= Set task =
Give all of the lines again exactly as they read.
┄┄┄┄┄┄
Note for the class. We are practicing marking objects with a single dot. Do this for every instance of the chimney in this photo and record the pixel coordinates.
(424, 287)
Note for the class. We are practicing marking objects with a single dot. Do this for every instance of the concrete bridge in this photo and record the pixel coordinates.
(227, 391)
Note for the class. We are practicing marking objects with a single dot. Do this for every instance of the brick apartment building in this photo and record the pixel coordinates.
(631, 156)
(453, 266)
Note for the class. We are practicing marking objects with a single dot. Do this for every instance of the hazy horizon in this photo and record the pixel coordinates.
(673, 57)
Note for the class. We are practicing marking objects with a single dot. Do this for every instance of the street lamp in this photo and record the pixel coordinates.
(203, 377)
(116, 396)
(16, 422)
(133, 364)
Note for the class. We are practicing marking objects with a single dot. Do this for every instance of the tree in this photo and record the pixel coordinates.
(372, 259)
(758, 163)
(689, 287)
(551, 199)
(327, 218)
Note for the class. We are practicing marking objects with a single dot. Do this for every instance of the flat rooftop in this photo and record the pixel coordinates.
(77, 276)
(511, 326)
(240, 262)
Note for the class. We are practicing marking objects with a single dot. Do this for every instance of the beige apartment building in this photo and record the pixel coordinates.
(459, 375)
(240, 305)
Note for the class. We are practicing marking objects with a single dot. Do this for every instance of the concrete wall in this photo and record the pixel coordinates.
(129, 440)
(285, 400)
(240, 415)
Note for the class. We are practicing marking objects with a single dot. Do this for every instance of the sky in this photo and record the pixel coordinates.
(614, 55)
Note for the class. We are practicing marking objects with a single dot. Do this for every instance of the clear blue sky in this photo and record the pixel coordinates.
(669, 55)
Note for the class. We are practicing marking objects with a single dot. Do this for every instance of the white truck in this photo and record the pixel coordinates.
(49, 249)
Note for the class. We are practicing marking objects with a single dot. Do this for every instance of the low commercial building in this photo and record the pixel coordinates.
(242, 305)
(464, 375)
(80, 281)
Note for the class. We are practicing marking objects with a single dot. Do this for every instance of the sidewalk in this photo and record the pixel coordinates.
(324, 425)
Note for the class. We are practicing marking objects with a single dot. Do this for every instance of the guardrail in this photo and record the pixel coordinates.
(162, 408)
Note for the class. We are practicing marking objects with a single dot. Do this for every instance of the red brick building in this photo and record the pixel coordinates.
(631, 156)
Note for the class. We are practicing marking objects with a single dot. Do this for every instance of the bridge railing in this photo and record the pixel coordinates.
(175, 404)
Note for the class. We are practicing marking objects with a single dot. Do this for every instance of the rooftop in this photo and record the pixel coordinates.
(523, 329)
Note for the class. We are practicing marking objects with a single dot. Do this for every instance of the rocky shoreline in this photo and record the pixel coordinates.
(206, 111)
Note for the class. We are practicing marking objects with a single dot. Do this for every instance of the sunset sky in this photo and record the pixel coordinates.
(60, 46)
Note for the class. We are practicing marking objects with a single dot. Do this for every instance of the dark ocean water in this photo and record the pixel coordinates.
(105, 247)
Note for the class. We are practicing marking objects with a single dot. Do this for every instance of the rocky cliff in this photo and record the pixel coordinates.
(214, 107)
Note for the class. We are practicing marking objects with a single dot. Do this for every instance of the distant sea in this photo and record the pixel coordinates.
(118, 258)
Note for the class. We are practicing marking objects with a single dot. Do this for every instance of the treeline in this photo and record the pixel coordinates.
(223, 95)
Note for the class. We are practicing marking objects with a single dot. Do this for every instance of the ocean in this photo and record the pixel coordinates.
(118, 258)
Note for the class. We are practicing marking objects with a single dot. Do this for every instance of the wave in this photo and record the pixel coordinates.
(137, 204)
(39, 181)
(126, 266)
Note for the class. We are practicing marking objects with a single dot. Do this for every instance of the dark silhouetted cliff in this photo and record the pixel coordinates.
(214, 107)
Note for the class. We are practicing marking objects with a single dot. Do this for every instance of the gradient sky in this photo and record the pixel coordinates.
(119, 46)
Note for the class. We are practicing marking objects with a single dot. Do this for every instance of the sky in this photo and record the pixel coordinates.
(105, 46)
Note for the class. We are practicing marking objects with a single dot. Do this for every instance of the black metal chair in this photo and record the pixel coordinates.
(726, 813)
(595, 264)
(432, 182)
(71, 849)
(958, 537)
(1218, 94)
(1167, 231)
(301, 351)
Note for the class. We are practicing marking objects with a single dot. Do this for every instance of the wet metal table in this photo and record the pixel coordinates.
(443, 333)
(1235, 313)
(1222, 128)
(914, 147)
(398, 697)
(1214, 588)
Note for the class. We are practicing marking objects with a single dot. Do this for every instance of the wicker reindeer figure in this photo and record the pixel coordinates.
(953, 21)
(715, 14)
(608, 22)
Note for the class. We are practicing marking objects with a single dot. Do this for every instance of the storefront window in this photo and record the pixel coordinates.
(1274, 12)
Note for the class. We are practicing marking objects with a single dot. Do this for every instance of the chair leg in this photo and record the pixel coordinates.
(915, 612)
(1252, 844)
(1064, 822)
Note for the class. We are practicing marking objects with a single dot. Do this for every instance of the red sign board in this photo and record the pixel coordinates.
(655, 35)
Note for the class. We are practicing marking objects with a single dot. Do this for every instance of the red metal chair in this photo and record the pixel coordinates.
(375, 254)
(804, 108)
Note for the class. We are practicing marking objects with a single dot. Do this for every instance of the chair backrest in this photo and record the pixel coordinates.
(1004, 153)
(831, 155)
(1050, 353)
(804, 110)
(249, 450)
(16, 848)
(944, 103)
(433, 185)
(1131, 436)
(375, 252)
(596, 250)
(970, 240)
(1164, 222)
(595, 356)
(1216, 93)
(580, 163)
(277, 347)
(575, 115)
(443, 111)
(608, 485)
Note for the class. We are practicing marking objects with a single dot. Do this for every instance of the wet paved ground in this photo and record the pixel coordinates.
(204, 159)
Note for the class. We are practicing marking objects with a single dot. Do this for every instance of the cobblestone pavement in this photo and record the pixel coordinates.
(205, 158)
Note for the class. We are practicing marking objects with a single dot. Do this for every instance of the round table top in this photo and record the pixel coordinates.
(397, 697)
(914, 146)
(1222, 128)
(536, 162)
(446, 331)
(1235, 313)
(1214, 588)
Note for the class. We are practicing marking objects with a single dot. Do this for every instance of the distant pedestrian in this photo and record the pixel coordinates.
┄┄┄┄┄┄
= Exercise answer =
Note for the class. We are practicing marking objects with a single dot. Do this for every instance of the chimney in this photo and record the pixel coordinates.
(424, 287)
Note for the class. We are practicing marking objects with a single dot. Do this for every instance of the concrete bridge in this photo and record the pixel coordinates.
(227, 391)
Note for the class. We are practicing marking objects with a single dot. Do this for every instance of the brick apartment building in this photo and record the pixel coordinates.
(631, 156)
(453, 266)
Note for the class. We are practicing marking objects with a single dot. Do this for every instance of the hazy horizon in this photo and record the pixel coordinates.
(673, 57)
Note for the class. We are practicing marking objects with a single dot. Do this for every instance of the street lamp in this photo and record the pixel coordinates.
(203, 377)
(116, 396)
(16, 422)
(133, 364)
Note for the class. We are practicing marking objects with a single dot. Do this for every instance of the tree in this photo and record the pixel coordinates.
(372, 259)
(758, 163)
(689, 287)
(551, 199)
(327, 218)
Note for the class. We are practicing marking objects with a single dot. Do this for every instance of the flat rooftop in this photo and record the pixel coordinates.
(77, 276)
(511, 326)
(240, 262)
Note for the class. We are practicing marking objects with a single dot. Do this for every instance of the beige apartment building in this photo and record the pixel coordinates.
(459, 375)
(240, 305)
Note for the class. We are practicing marking objects with a single dot. Do this for every instance of the concrete wall in this photo and record the pixel coordinates.
(129, 440)
(285, 400)
(240, 415)
Note for the class. We are practicing marking objects with a single dot. Do this for every instance of the sky in this photo and record the pixel coordinates.
(614, 55)
Note for the class. We are practicing marking objects with a single dot. Do this for every instance of the clear blue sky in this photo and record the pixel coordinates.
(669, 55)
Note for the class. We are practicing marking objects with a single dot. Do this for every instance of the white truck in this photo and record the pixel coordinates.
(49, 249)
Note for the class. We are practicing marking objects with a single dot. Do this for every instance of the low commercial building in this photo and record the pixel coordinates.
(242, 305)
(464, 375)
(80, 281)
Note for the class. We are practicing marking objects with a single dot. Do this for every instance of the sidewalk in this photo and record the pixel coordinates.
(324, 425)
Note for the class. We are practicing marking objects with a single dot. Do this for every instance of the guardrail in this photo and record the pixel coordinates.
(162, 408)
Note for the class. We are practicing marking objects with a single dot. Do this for every instance of the red brick building in this photo and record the pixel coordinates.
(631, 156)
Note for the class. We are practicing marking objects with a single dot. Do this for every instance of the bridge railing in this photo and record the pixel coordinates.
(175, 404)
Note for the class. We are practicing marking objects with a single dot. Do this for every instance of the rooftop in this photo and record the pixel coordinates.
(523, 329)
Note for the class. We are practicing marking objects with a single dot. Do this for every instance of the rocky shoreline in this photo and record the pixel coordinates.
(206, 111)
Note for the class. We are practicing marking objects with a single dot. Do this for every instance of the sunset sky in this photo and record the pixel coordinates.
(60, 46)
Note for the class. We are practicing marking objects with a single dot. Do this for every instance of the dark ocean water in this photo and record the pixel coordinates.
(105, 247)
Note for the class. We are practicing marking objects with a single dot. Do this for every instance of the rocky cliff in this photo and record the pixel coordinates.
(214, 107)
Note for the class. We are practicing marking objects with a single dot. Do this for every instance of the distant sea in this photo and record the pixel coordinates.
(118, 258)
Note for the class. We are practicing marking objects with a single dot. Do this for every instance of the treeline in this photo and record the pixel coordinates.
(223, 95)
Note for the class. We are practicing marking objects with a single dot. Do this for every instance of the ocean in this photo and record the pixel coordinates.
(118, 258)
Note for the class. We are practicing marking objects with a single dot. Do this for every instance of the wave in this photo and record the pixel coordinates.
(137, 204)
(39, 181)
(126, 266)
Note for the class. We are practicing marking objects with a single dot. Do this for every instance of the dark silhouetted cliff in this photo and record the pixel coordinates.
(214, 107)
Note for the class. We are practicing marking objects with a single dot. Do this for every instance of the gradient sky in this photo and record the pixel coordinates.
(119, 46)
Note for the class. We are practicing marking objects with a single dot. Do this for every instance of the sky in this photo and record the pixel coordinates.
(105, 46)
Note for the class. We are practicing marking objects with a single dot. Do this for every instance of the black metal chair in this photo and record the pixel coordinates.
(726, 813)
(595, 264)
(432, 182)
(71, 849)
(958, 537)
(1218, 94)
(1167, 231)
(301, 351)
Note for the class. We are practicing marking objects with a single dot. Do this for every instance of the wet metal table in this photo and record the pixel coordinates.
(443, 333)
(1235, 313)
(1222, 128)
(914, 147)
(398, 697)
(1214, 588)
Note for the class. We are practicing marking objects with a single dot. Do this for every instance of the wicker reindeer figure in this photo and record the pixel coordinates.
(953, 21)
(715, 14)
(608, 22)
Note for the class. We are practicing marking objects with a single dot. Do this for every instance of the storefront window in this photo and record the pixel coordinates.
(1274, 12)
Note for the class. We are practicing marking objects with a single dot. Do this for every instance of the chair leg in this photo and record the pixel coordinates.
(915, 612)
(1252, 844)
(1064, 822)
Note for the class. We are practicing marking objects with a single dot. Do this for every instance of the red sign board in this photo and record the pixel coordinates.
(655, 35)
Note for the class. We are practicing marking objects with a single dot. Do this for every instance of the red metal chair in this photo and record the pixel coordinates.
(375, 254)
(804, 108)
Note for the class. We are practicing marking objects with a single dot. Do this for every instance of the chair backrest in this photo and record the pixel coordinates.
(1004, 153)
(831, 155)
(1050, 353)
(804, 110)
(249, 450)
(16, 848)
(944, 103)
(433, 185)
(1131, 436)
(375, 252)
(596, 250)
(970, 240)
(1164, 222)
(595, 356)
(1216, 93)
(580, 163)
(277, 347)
(575, 115)
(443, 111)
(608, 485)
Note for the class. We are practicing marking objects with a single dot. Do this for every instance of the wet paved ground in this photo and record the pixel coordinates.
(204, 159)
Note for the class. We are practicing marking objects with a single dot. Do this for every instance of the cobblestone pavement in this photo and record the pixel coordinates.
(205, 158)
Note for the class. We are practicing marking objects with a single dot. Do this for every instance of the round table top in this photo and record the pixel coordinates.
(397, 697)
(914, 146)
(1222, 128)
(536, 162)
(446, 331)
(1235, 313)
(1214, 588)
Note for the class. We are practicing marking objects with a single dot. Do this for every instance of the distant pedestrian in this photo and record the pixel coordinates.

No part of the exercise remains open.